**Your goal**: Report each line of the data that includes the word "drawer".
***** Data records *****
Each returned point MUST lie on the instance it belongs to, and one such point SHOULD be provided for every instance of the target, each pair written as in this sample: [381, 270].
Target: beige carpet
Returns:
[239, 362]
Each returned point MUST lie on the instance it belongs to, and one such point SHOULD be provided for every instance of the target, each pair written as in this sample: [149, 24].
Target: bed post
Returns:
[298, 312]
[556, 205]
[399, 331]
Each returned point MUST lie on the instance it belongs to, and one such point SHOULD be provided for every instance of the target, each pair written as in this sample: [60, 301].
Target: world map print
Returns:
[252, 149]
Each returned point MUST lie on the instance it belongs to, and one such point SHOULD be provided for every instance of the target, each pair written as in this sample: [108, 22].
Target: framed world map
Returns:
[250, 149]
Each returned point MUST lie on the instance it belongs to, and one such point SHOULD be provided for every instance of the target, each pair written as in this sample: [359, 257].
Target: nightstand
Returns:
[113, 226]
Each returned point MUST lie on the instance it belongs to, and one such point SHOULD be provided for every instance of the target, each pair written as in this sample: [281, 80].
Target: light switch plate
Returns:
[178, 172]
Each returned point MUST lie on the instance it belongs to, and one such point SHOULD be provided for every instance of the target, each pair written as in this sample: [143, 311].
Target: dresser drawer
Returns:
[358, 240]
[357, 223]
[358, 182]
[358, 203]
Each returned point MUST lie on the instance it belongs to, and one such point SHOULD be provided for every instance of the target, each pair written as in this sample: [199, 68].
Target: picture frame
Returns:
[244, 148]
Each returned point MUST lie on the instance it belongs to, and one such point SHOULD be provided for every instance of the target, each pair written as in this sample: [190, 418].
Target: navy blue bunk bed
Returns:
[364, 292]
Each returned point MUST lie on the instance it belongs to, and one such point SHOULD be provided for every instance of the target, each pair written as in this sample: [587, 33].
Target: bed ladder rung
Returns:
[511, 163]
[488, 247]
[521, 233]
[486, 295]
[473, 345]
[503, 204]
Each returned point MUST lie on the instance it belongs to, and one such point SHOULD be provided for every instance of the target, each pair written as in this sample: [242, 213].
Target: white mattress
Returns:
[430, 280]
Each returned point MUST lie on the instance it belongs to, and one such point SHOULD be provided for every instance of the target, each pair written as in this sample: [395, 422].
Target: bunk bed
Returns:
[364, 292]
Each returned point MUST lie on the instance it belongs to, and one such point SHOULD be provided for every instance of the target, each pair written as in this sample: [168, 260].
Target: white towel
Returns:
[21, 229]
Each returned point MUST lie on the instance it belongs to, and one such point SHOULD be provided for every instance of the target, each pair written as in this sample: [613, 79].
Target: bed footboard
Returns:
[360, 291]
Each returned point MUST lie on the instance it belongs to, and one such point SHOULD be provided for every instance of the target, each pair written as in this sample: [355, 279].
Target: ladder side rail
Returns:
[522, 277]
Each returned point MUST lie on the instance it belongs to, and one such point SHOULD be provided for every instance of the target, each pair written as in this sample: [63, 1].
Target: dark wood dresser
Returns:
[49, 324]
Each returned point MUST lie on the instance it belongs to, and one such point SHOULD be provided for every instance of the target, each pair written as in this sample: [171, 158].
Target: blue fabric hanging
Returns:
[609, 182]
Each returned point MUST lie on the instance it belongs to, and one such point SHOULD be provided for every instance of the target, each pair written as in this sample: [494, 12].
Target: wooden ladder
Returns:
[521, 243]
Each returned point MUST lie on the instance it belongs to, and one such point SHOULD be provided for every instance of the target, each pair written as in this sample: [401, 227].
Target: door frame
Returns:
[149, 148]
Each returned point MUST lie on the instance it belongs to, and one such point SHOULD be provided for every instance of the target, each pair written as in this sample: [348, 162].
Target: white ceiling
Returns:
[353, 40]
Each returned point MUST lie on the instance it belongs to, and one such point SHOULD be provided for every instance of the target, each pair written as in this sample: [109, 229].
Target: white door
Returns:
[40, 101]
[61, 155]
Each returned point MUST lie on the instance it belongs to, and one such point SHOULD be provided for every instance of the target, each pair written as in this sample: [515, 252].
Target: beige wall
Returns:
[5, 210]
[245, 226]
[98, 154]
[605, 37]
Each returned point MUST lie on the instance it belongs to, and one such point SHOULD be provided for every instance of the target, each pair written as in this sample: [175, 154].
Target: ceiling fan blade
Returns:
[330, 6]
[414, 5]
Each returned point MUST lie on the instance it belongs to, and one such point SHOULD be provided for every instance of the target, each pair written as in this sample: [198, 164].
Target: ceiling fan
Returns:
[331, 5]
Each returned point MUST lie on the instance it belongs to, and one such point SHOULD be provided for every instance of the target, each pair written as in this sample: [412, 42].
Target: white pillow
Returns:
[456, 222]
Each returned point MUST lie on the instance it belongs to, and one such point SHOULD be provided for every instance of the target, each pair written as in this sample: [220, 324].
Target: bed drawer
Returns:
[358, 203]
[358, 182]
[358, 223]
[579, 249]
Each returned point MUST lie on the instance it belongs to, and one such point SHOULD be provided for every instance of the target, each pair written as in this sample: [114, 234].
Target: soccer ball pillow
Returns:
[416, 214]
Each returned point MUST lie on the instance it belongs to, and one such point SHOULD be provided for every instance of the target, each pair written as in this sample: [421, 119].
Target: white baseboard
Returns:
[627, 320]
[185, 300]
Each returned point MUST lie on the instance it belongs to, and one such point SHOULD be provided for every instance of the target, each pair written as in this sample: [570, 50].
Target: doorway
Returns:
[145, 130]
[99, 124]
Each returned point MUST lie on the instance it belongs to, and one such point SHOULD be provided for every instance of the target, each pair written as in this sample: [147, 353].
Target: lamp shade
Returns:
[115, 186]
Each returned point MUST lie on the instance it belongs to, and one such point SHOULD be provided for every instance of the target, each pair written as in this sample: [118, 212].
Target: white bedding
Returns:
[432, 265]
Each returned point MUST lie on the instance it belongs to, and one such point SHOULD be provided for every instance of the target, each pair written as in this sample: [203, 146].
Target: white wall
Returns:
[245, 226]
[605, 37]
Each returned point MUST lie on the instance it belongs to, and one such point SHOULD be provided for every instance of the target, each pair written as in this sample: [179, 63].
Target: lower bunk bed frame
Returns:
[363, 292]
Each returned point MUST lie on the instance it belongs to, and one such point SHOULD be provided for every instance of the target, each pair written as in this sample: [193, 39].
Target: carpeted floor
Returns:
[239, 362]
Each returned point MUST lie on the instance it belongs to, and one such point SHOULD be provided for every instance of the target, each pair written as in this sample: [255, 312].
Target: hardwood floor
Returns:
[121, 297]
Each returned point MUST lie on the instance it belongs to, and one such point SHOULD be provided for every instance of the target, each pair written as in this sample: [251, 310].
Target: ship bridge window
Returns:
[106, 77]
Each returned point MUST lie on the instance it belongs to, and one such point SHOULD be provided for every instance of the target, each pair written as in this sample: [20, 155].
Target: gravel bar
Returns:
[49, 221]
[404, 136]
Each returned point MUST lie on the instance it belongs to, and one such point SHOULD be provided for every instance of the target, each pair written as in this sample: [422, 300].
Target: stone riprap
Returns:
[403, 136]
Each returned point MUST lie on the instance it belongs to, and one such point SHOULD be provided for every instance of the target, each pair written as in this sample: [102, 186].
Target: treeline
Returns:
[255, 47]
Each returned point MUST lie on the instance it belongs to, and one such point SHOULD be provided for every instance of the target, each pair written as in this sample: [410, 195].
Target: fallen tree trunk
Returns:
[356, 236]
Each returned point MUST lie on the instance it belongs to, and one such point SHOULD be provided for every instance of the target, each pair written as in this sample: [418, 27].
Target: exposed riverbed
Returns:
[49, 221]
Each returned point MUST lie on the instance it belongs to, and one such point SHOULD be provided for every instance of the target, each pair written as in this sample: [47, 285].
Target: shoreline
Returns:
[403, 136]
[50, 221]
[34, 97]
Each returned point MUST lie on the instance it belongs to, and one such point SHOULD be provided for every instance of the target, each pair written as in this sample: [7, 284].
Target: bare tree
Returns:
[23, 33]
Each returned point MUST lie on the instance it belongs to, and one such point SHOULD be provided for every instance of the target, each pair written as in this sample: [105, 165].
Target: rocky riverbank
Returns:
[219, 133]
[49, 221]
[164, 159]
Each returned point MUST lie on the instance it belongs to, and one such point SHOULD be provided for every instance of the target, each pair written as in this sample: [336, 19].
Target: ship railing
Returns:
*****
**Answer section**:
Target: dresser drawer
Target: bed drawer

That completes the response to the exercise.